Mais uma vez, fazem referência a julgado do Supremo sobre a matéria – Habeas Corpus nº 86.849-5/DF, relator ministro Cezar Peluso. Após transcreverem texto de Benjamin Constant publicado sob o título “Da liberdade dos antigos comparada à dos pósteros”, defendem a tese de que o paciente não está sequer compelido a comparecer ao ato, mencionando a garantia constitucional do inciso LXIII do artigo 5º da Constituição Federal. Ressaltam não poder o paciente vir a ser preso por falso testemunho e reproduzem a notícia, veiculada na Folha On Line em 27 de outubro último, intitulada “CPI dos Bingos aprova nova acareação com envolvidos no caso Celso Daniel”. Aludindo aos trabalhos desenvolvidos pela Comissão Parlamentar de Inquérito, citam trechos da autoria do senador Magno Malta.

Asseveram ainda o direito de o paciente ser acompanhado pelos respectivos advogados, salientando incidentes havidos na oitiva do Senhor Marcelo Sereno, quando os profissionais teriam sido impedidos de exercer prerrogativas asseguradas pela Lei nº 8.906/94 e respaldadas na Constituição Federal. Remetem ao Código de Ética e Disciplina da Ordem dos Advogados do Brasil bem como a precedente do Supremo da lavra do ministro Celso de Mello – Hábeas Corpus nº 83.622-4/DF.

──────────────────────────────

→ **Ações solicitadas**
(1) Reproduza a parte do trecho apresentado que começa nas palavras "Mais uma vez, fazem" e termina após "senador Magno Malta.".
(2) Liste, na ordem em que surgem, todas as pessoas mencionadas pelo nome no trecho apresentado.

→ **Conjunto de dados**
──────────────────────────────

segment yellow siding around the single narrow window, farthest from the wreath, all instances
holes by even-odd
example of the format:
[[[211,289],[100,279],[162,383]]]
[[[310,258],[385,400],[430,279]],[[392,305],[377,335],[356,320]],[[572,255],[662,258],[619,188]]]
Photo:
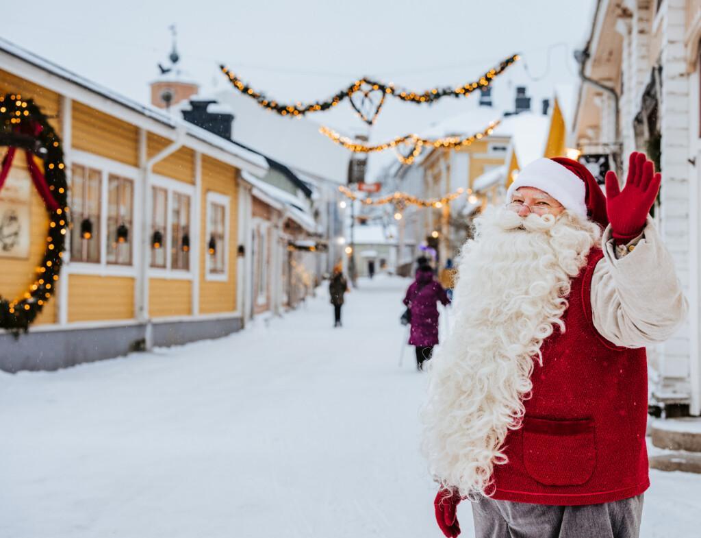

──────────────────────────────

→ **Respostas aos problemas**
(1)
Mais uma vez, fazem referência a julgado do Supremo sobre a matéria – Habeas Corpus nº 86.849-5/DF, relator ministro Cezar Peluso. Após transcreverem texto de Benjamin Constant publicado sob o título “Da liberdade dos antigos comparada à dos pósteros”, defendem a tese de que o paciente não está sequer compelido a comparecer ao ato, mencionando a garantia constitucional do inciso LXIII do artigo 5º da Constituição Federal. Ressaltam não poder o paciente vir a ser preso por falso testemunho e reproduzem a notícia, veiculada na Folha On Line em 27 de outubro último, intitulada “CPI dos Bingos aprova nova acareação com envolvidos no caso Celso Daniel”. Aludindo aos trabalhos desenvolvidos pela Comissão Parlamentar de Inquérito, citam trechos da autoria do senador Magno Malta.

(2)
Cezar Peluso
Benjamin Constant
Celso Daniel
Magno Malta
Marcelo Sereno
Celso de Mello